Exercise description:
Somewhere below is a line with "else: point(248, 229)." and, later, a line with "Target: stone castle"; repeat those two lines and all the lines between them, exactly as they are.

══════

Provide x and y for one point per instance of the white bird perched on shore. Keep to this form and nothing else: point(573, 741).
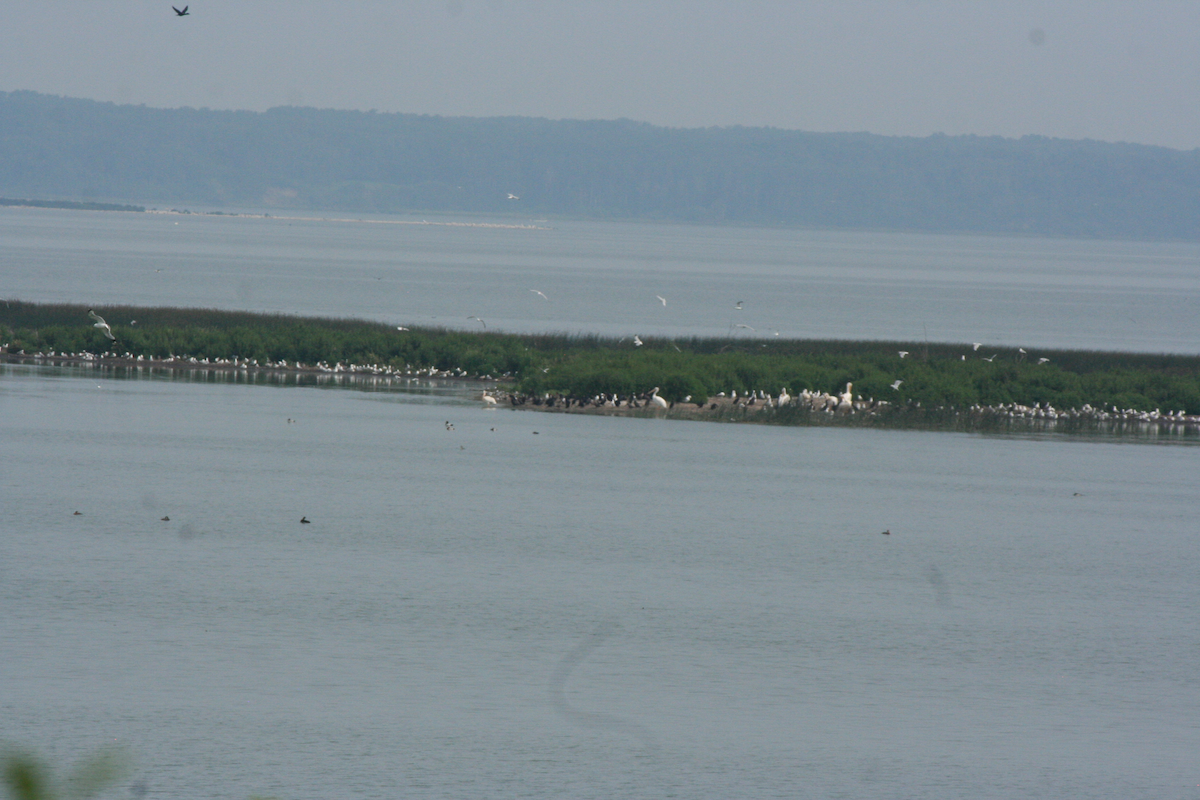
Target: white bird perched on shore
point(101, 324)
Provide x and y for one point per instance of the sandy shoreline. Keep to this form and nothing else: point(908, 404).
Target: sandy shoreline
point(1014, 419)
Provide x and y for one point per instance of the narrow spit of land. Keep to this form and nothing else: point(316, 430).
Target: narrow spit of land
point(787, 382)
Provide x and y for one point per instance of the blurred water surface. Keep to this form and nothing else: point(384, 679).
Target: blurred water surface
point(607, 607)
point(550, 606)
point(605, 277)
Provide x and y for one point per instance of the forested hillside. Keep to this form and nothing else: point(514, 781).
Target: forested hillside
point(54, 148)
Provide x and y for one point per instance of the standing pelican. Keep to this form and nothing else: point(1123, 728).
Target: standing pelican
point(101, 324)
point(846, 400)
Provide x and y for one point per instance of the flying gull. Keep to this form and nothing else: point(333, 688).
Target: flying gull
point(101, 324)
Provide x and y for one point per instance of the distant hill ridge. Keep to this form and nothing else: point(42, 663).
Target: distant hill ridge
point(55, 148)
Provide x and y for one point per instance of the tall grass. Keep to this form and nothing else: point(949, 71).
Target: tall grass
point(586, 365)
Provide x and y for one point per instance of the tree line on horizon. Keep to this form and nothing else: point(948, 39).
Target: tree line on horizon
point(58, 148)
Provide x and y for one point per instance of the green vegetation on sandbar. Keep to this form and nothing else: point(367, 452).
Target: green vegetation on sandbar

══════

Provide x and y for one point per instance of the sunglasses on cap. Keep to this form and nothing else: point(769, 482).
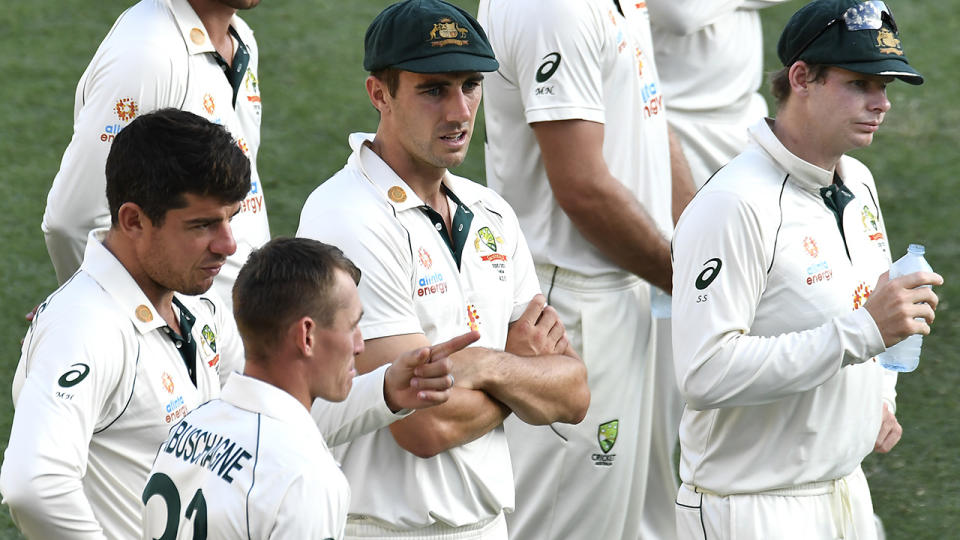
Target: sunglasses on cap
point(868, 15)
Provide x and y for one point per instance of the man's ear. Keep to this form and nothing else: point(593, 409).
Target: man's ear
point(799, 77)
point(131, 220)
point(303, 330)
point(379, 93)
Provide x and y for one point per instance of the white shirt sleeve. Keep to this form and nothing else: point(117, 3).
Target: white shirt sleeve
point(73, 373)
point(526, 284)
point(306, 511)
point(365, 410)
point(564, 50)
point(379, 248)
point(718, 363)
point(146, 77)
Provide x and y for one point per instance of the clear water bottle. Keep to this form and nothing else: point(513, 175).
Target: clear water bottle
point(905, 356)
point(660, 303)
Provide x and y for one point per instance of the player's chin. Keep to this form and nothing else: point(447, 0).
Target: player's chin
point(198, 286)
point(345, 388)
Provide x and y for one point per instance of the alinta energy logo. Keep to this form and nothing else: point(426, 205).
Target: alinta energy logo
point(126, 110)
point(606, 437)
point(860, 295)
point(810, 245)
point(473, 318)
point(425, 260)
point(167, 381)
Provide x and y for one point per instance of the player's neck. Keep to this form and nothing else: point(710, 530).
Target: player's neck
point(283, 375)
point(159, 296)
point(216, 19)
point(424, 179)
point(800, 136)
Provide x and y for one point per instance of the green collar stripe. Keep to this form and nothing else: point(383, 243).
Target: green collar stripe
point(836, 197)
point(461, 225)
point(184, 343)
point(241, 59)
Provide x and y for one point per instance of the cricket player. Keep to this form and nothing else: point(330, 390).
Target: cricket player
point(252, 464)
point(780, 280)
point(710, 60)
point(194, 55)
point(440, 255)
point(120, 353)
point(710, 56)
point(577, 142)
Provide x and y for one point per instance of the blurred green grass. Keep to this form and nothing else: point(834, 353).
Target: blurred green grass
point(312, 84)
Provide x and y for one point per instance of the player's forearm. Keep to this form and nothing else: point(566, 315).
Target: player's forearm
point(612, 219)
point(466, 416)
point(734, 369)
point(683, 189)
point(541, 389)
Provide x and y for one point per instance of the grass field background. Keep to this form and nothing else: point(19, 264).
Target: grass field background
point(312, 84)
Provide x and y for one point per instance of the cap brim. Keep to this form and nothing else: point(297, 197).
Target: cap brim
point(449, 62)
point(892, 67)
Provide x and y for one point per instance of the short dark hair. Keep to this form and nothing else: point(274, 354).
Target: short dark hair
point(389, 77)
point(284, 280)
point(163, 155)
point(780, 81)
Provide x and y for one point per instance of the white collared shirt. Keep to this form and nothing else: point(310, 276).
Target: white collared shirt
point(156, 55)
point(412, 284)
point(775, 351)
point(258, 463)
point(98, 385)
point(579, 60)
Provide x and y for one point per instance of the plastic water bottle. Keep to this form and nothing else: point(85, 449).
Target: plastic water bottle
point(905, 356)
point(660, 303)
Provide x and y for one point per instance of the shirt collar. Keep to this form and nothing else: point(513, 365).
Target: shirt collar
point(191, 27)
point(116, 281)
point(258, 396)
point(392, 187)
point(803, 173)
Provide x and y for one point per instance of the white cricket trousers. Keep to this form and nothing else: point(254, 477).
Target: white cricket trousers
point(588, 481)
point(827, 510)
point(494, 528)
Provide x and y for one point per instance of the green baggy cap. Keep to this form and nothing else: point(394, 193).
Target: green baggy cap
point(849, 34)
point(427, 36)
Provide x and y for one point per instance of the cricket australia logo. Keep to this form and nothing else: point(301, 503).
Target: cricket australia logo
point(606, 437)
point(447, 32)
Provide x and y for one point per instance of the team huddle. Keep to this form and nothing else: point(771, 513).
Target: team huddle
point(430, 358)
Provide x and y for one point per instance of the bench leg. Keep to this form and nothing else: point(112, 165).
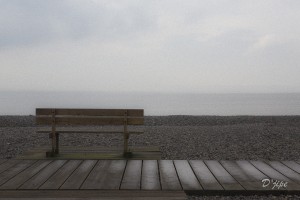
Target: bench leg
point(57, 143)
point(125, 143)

══════

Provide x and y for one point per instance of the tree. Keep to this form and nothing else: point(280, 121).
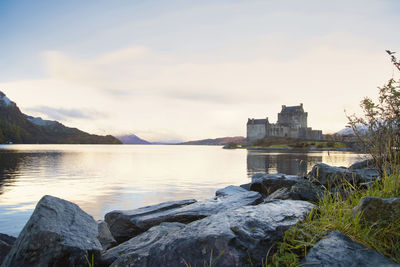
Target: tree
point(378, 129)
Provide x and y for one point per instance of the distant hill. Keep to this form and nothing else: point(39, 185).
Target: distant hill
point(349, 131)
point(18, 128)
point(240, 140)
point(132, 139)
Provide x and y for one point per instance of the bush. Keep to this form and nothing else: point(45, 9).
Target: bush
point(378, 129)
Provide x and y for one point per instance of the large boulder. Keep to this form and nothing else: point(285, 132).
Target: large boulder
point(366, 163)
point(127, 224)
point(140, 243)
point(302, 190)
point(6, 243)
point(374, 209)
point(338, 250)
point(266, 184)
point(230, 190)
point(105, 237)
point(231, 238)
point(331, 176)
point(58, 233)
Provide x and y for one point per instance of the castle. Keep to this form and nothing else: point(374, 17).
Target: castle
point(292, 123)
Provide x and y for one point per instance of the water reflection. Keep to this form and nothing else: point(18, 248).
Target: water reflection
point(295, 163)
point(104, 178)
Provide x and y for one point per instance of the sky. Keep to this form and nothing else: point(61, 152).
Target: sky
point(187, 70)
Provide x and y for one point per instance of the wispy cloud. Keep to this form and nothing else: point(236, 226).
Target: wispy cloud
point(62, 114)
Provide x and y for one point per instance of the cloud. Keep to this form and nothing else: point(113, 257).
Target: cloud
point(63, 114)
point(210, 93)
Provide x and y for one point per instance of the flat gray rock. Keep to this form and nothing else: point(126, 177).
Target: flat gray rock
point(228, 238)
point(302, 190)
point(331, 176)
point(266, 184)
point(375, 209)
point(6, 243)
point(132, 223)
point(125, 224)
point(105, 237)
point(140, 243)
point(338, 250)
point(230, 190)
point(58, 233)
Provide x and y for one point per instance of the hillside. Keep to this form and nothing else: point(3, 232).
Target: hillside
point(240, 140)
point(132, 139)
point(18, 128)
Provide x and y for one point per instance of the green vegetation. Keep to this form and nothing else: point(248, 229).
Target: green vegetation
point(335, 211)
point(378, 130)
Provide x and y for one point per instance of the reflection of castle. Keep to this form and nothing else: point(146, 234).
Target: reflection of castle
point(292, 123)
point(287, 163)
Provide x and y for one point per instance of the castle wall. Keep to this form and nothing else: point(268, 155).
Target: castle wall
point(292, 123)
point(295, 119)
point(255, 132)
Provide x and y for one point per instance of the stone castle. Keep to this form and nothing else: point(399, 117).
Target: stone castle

══════

Answer box:
Provide x and y for one point per instance of the green vegetation. Keep to this form and nothing else: point(248, 229).
Target: green vegetation
point(335, 211)
point(378, 130)
Provide x and y for one point per instance of the reflection of castle. Keep to this form and nothing else: point(146, 234).
Target: reflection of castle
point(292, 123)
point(287, 163)
Provide x and y for one point per instance of the castle wall. Keep to this form and nothing else: point(268, 155).
Target: castle wall
point(292, 123)
point(295, 119)
point(255, 132)
Provide x and y for one point per instance of the stone castle. Keep to this form and nothing else: point(399, 117).
Target: stone castle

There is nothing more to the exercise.